■ Prompt
Your output must consist solely of the lines from the one containing "drawmask --target building" through the end of the records, reproduced exactly.

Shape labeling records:
╔══
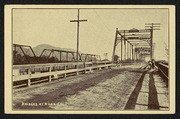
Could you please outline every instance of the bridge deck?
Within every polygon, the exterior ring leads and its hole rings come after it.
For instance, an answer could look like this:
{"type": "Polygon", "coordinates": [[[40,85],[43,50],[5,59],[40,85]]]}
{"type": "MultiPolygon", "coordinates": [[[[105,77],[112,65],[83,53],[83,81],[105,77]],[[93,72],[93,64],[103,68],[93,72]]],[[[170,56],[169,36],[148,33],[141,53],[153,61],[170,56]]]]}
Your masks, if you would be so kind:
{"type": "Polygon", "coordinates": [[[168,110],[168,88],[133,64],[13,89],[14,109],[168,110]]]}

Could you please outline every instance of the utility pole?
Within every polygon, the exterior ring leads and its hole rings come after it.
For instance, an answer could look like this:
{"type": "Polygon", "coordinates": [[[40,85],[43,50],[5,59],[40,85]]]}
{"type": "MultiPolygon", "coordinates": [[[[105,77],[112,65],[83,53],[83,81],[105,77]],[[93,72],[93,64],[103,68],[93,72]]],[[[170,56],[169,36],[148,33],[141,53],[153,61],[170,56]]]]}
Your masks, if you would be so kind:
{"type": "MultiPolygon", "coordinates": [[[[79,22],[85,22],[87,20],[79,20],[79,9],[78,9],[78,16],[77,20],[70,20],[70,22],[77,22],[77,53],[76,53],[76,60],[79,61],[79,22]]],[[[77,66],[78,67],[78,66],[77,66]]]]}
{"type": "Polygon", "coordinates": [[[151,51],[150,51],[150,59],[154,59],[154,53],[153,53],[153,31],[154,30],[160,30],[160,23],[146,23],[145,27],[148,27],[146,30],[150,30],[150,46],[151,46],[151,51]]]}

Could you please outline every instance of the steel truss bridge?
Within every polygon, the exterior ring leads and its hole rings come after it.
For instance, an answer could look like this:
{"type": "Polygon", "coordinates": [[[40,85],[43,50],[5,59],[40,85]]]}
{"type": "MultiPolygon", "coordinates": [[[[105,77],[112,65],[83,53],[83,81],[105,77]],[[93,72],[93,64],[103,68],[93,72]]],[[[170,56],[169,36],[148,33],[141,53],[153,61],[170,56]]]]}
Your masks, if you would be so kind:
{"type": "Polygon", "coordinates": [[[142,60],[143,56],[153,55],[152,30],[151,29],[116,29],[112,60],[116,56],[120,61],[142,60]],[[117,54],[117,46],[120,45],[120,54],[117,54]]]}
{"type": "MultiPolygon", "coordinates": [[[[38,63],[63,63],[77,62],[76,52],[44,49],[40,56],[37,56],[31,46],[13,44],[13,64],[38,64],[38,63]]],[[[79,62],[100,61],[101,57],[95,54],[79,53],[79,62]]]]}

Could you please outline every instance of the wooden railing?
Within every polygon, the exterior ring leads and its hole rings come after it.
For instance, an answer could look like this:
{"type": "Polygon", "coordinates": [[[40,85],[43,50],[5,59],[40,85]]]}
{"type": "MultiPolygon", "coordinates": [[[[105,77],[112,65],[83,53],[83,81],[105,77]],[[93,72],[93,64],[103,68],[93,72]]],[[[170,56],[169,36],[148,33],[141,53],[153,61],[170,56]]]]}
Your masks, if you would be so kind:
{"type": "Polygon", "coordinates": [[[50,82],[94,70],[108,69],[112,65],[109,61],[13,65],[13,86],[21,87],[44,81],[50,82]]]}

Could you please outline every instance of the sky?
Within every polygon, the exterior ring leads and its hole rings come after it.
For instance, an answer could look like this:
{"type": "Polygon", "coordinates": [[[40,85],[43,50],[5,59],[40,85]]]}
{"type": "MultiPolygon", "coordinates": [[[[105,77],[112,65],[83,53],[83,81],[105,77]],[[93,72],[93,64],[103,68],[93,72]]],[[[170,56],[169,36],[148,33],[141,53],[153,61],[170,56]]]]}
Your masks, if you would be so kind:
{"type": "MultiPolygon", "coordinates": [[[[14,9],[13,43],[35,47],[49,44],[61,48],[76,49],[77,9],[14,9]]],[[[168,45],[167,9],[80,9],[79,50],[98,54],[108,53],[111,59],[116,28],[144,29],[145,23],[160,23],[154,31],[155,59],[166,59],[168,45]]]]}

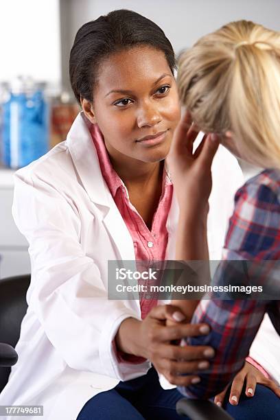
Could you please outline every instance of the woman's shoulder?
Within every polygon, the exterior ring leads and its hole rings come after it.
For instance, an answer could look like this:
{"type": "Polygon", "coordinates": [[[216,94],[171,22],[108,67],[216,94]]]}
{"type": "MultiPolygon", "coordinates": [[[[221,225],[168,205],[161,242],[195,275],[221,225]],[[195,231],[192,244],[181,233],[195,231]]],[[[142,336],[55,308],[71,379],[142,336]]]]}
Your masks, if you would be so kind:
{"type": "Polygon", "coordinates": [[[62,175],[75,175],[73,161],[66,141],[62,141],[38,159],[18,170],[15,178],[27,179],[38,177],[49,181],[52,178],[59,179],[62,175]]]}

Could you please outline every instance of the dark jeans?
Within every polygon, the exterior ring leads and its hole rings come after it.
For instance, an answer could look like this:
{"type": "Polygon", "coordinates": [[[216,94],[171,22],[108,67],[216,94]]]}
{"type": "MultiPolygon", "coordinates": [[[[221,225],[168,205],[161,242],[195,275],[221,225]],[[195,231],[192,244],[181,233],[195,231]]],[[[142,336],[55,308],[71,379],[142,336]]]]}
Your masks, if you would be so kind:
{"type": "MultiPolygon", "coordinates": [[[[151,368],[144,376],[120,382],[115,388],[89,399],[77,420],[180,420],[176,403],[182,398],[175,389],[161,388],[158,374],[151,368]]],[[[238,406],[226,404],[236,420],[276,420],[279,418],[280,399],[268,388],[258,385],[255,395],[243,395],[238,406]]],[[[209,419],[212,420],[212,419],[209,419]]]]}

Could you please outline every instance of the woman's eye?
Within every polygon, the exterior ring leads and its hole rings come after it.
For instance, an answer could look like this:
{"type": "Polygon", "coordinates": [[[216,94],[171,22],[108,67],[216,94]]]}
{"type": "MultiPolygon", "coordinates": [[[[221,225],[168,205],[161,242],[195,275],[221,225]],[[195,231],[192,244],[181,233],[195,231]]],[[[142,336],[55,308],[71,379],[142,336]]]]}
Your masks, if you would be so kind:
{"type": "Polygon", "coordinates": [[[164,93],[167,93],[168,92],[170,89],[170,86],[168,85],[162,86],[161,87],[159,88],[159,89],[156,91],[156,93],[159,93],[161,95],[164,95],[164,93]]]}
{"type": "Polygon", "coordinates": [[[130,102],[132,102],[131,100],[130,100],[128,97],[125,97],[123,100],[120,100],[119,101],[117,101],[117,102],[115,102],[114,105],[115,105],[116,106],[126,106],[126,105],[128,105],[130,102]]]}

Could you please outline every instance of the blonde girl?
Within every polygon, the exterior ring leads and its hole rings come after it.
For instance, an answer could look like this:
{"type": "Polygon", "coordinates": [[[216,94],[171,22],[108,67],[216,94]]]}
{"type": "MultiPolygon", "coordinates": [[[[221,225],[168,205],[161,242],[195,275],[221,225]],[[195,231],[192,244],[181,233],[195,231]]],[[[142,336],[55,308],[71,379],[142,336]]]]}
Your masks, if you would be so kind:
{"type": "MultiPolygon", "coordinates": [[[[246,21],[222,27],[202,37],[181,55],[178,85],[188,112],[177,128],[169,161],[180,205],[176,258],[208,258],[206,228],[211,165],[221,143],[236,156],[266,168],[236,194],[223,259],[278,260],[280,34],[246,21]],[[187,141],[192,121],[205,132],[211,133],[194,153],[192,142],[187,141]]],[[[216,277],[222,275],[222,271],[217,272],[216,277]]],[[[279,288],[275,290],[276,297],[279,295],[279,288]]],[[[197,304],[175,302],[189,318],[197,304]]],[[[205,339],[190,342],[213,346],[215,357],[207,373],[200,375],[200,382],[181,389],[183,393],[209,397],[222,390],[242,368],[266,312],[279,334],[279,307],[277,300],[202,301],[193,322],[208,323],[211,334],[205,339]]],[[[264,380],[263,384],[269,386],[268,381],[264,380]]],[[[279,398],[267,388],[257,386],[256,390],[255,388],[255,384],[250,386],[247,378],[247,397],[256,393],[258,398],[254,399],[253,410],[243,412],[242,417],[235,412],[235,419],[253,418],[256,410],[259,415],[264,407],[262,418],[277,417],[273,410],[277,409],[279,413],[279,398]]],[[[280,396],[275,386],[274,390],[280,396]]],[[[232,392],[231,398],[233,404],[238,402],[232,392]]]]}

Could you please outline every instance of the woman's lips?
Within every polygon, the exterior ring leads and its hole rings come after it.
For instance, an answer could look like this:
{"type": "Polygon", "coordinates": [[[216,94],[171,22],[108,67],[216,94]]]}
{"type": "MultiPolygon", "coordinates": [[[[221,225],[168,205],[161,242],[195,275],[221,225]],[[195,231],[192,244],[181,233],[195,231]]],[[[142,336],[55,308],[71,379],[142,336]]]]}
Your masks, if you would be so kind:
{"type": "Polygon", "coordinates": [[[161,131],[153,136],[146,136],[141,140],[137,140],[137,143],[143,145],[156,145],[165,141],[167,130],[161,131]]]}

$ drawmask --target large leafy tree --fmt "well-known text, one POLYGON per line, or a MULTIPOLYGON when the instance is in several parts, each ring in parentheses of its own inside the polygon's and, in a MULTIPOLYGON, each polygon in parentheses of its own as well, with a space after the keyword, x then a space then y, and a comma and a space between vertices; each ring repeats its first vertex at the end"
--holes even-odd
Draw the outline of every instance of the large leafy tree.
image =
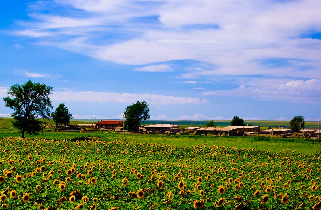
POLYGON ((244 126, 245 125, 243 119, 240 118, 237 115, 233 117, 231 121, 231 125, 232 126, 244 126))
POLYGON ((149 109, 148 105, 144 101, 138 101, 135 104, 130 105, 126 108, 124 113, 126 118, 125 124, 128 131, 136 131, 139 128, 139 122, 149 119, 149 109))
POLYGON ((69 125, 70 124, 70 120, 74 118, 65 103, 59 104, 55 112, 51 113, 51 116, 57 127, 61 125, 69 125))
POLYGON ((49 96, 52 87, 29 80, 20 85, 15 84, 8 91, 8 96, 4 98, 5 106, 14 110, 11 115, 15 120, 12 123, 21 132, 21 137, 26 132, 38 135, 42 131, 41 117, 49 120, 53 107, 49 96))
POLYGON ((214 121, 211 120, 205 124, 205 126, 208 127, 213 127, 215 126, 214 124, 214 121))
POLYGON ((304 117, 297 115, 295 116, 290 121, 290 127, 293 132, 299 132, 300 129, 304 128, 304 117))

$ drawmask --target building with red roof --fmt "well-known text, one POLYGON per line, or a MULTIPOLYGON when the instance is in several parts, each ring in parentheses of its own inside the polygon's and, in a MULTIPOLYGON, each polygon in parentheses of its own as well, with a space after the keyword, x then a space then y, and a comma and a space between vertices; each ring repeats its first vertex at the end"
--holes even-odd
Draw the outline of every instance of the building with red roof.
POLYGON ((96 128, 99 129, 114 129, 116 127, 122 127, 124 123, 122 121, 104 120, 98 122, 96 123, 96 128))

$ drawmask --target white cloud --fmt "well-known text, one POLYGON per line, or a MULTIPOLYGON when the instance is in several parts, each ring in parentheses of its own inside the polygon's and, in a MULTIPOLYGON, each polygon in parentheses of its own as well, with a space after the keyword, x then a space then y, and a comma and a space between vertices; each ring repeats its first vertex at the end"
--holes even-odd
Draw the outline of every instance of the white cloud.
╚══
■ Solution below
$ drawmask --target building with red roof --fmt "well-known text, one POLYGON per line, or a MULTIPOLYGON when the instance is in several parts, each ring in parentheses of its own inside the polygon's and, in a MULTIPOLYGON, each polygon in parentheses of its own as well, with a space after the keyword, x then a space then y, and a comma and a space between vertices; each ring repeats its first vertex at the end"
--holes even-odd
Draw the outline of every instance of the building with red roof.
POLYGON ((96 128, 99 129, 114 129, 116 127, 122 127, 124 123, 122 121, 104 120, 98 122, 96 123, 96 128))

$ drawmask --target white cloud --fmt "well-known text, one POLYGON per line, or a MULTIPOLYGON when the instance is in several parts, each ring in parentheses of its own inside the polygon's and, in a MULTIPOLYGON, each polygon in parentheses of its own as well, with a space after the keyword, x then a space then y, and a comma and a space between vertices; each ring repeats its first vertex at the end"
--holes even-odd
Draw the outline of every instance of the white cloud.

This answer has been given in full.